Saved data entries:
* * * * * * * * *
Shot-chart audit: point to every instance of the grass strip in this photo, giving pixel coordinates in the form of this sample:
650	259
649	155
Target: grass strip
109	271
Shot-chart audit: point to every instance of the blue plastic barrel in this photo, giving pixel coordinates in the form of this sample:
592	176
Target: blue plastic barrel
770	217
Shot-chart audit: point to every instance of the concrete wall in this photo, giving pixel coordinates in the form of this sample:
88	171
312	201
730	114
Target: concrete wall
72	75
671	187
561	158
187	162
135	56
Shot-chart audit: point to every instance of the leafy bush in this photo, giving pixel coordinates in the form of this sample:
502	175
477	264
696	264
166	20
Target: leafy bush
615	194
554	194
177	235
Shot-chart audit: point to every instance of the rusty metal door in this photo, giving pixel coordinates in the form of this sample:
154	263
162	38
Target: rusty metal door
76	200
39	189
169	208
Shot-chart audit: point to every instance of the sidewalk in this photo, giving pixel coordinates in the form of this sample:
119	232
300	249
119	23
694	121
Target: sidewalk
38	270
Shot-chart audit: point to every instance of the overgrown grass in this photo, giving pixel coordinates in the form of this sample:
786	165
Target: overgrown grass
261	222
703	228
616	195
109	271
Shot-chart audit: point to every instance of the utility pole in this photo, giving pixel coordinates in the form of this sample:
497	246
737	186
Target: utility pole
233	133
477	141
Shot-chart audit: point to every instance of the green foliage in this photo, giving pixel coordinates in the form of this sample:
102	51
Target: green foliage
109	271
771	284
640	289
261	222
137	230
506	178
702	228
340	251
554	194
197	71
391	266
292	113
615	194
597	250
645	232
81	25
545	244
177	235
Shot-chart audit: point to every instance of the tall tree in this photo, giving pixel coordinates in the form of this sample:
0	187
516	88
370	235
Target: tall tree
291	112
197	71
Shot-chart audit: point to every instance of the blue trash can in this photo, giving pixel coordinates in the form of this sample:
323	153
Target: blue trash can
* * * * * * * * *
= Aim of the exercise =
All entries are to be copied exactly as they read.

= Solution for this problem =
Shot-chart audit: point to every instance of the grass strip in this photo, giving pixel coordinates in the form of this sample:
650	259
649	155
Target: grass strip
109	271
Shot-chart audit: point to every instance of the blue plastic barrel in this photo, giving pixel coordinates in the form of this sample:
592	176
Target: blue plastic barrel
770	217
Shot-chart audit: point to every instance of the concrete wall in this photo, giving pixel coordinates in the form of this sample:
88	171
312	201
730	114
Target: concrete wall
72	75
671	187
561	158
187	162
135	56
Shot-chart audit: point to every instance of the leafy bush in this photo, giving pixel coordinates in the form of this sample:
502	175
477	264
696	264
166	20
Target: leafy bush
615	194
554	194
177	235
Shot-chart audit: point to every instance of the rusty metal door in this photo, giving pixel coordinates in the form of this sample:
154	263
162	38
Target: rusty metal door
76	200
39	189
169	208
Shot-chart audit: point to every instance of the sidewalk in this photo, giving pixel coordinates in the form of this sample:
119	232
300	249
119	23
694	121
Target: sidewalk
38	270
Shot-chart audit: point to every instance of the overgrown grass in this photo, giving pixel coordinates in the form of this sample:
786	165
Target: overgrown grass
261	222
703	228
616	195
109	271
Shot-chart audit: point to every instance of the utility pole in this photo, giving pixel coordinates in the form of this sample:
497	246
737	186
Target: utility pole
233	133
477	141
Shot-chart audit: point to every instance of the green foliage in this photo, giving pixel coordinates in the form of this sample:
102	51
Target: green foliage
109	271
771	284
640	289
261	222
137	230
506	178
702	228
340	251
554	194
197	71
391	266
292	113
615	194
597	250
645	232
81	25
545	244
177	235
Shot-chart audit: point to every instance of the tall tree in this photo, giving pixel coordinates in the form of this sample:
0	187
516	88
370	235
Target: tall tree
291	112
197	71
Shot-chart audit: point to every instance of the blue trash can in this photo, giving pixel coordinates in the form of this sample:
323	153
Target: blue trash can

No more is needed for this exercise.